-- REQUIREMENT --
Word for word, copy the records and drop the pictures.

(Image point grounding data)
>>

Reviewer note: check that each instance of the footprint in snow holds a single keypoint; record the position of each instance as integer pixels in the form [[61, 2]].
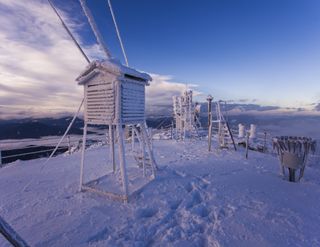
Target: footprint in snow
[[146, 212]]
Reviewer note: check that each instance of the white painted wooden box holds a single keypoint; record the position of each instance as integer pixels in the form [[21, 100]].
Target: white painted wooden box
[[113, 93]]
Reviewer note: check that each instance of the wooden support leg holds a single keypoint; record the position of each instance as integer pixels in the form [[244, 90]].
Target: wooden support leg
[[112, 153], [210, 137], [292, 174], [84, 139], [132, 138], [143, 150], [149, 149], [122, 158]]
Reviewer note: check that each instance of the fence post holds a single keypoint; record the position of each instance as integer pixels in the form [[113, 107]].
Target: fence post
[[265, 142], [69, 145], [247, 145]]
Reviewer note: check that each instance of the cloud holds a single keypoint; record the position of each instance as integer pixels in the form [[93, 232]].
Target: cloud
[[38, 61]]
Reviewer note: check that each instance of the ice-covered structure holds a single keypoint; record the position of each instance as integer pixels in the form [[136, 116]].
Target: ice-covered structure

<<

-- ANSWER FOR THIS EXERCISE --
Reviewer note: check that each instance of the footprint in snow holds a single keypoint; record the position of each instance as integer pixels in the form [[61, 2]].
Target: footprint in snow
[[146, 212]]
Reviewer note: check that each instance of the white painted wooden box holds a single keypoint; record the position of each instance as integer pixels in the form [[21, 100]].
Target: white painted wooden box
[[113, 93]]
Reviewer note: check that each instance of the wooden support leg holds a single keypoint; record the position of each instance as integer pixels in the form [[244, 90]].
Target: wooden support leg
[[112, 153], [210, 137], [292, 174], [84, 139], [132, 138], [143, 150], [149, 149], [122, 158]]
Reviewer note: check that each instance of the fence post holds a single keypoint; record the position of each instance as integer pixels in the form [[113, 107]].
Target: fence post
[[265, 142], [69, 145], [247, 145]]
Reviewer note: check that each instance of the cloud holds a single keypoint; record the position of each instance as integer pixels in the form [[93, 232]].
Target: cloud
[[38, 61]]
Reviewer note: check that each instance of the ice-covered structure holds a single keypoint; record the position of each instance as integer pixels in the form [[136, 116]].
Target: ice-covered structure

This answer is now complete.